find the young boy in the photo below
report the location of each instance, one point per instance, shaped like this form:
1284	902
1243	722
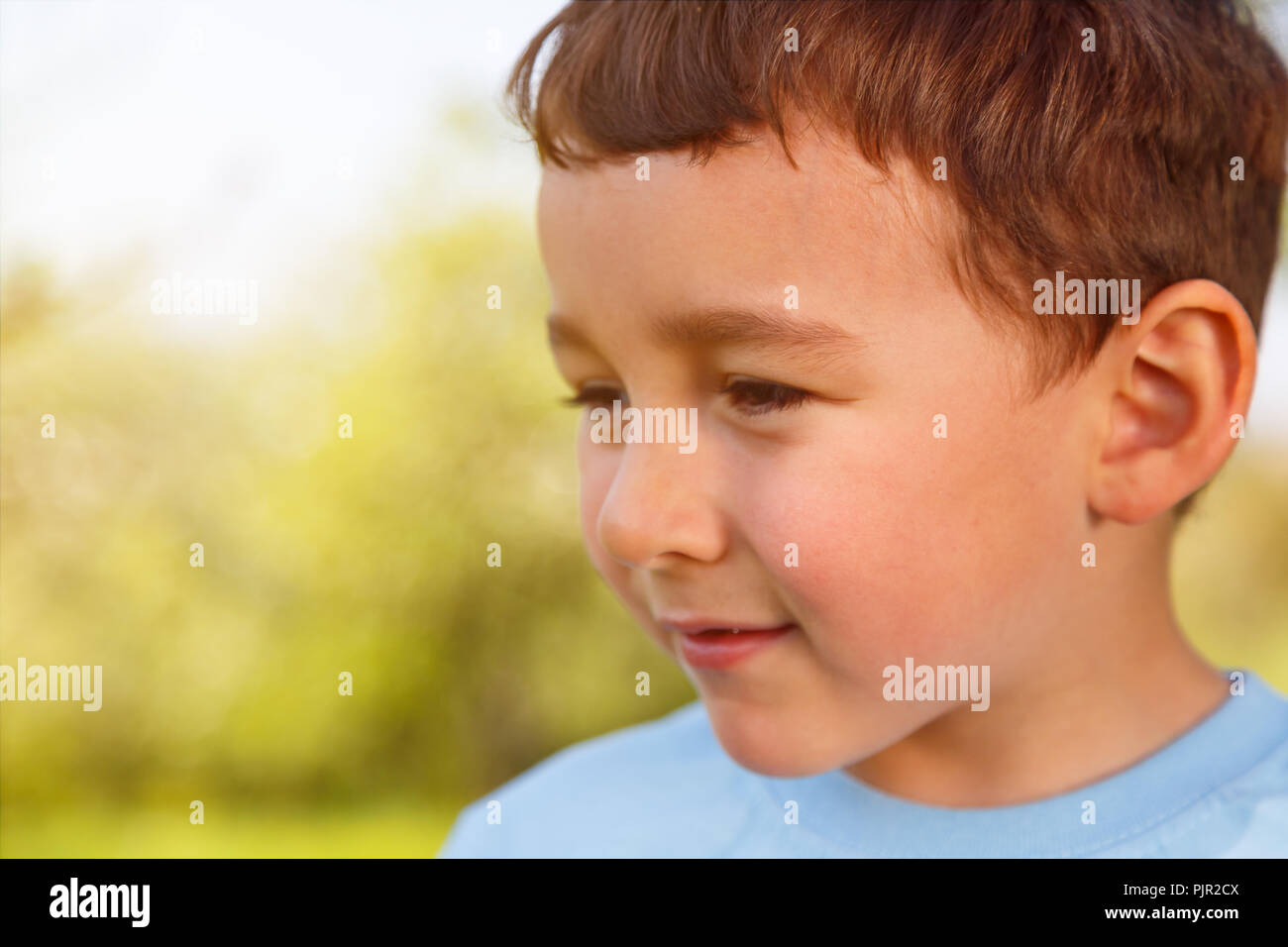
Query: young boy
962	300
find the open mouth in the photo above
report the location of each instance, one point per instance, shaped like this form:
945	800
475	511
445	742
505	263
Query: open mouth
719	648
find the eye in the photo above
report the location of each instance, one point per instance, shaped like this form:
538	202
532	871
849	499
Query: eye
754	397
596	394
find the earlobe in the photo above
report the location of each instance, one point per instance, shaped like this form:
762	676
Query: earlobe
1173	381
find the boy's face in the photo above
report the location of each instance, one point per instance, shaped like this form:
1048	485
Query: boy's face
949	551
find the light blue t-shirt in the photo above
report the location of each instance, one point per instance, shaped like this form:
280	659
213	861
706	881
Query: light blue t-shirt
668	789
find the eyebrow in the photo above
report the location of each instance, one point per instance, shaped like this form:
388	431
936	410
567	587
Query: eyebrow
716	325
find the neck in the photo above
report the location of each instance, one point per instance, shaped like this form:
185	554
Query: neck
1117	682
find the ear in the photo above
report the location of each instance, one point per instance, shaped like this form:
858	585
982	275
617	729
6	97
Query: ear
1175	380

▶ PROBLEM STATEMENT:
Update every item above by changing "one point per instance" to "one point for each instance" and leaving everything else unchanged. Leave the pictures out of your answer.

▶ TASK RESPONSE:
find the young boy in the photo below
report the location of each instance, one point for each instance, shaped like this form:
1284	902
1243	722
Query: young boy
962	300
find the open mouth in the photo above
report the location of each instance, one point for each instance, shaped like this form:
945	800
475	511
445	742
505	263
Query: open mouth
719	648
find the eye in the photo above
report the location of each instance, one point for each instance, shaped like this form:
538	202
532	871
849	499
Query: eye
754	397
596	394
find the earlobe in the photo above
report the location of each instance, one point for each instance, shaped like this form:
762	676
Query: earlobe
1173	381
find the boy's face in the photo above
report the location of each instance, one point for each instance, shaped like this form:
1048	485
Query: boy's face
949	551
find the light blue t-shirt in the photo above
report the location of each instance, one point for each instance, shaped like this form:
280	659
213	861
706	881
Query: light blue t-shirt
668	789
find the eyebrow in the photo above
report the location of each instance, one point for each instance, shaped like this form:
388	431
936	410
567	587
Query: eyebrow
716	325
find the neck in the photo above
report the location of each instance, one point for each instance, shaped like this form:
185	554
Query: neck
1117	682
find the ear in the photo above
report the location of each instance, one point for each instance, shaped like this form:
858	585
982	275
617	729
6	97
Query: ear
1175	380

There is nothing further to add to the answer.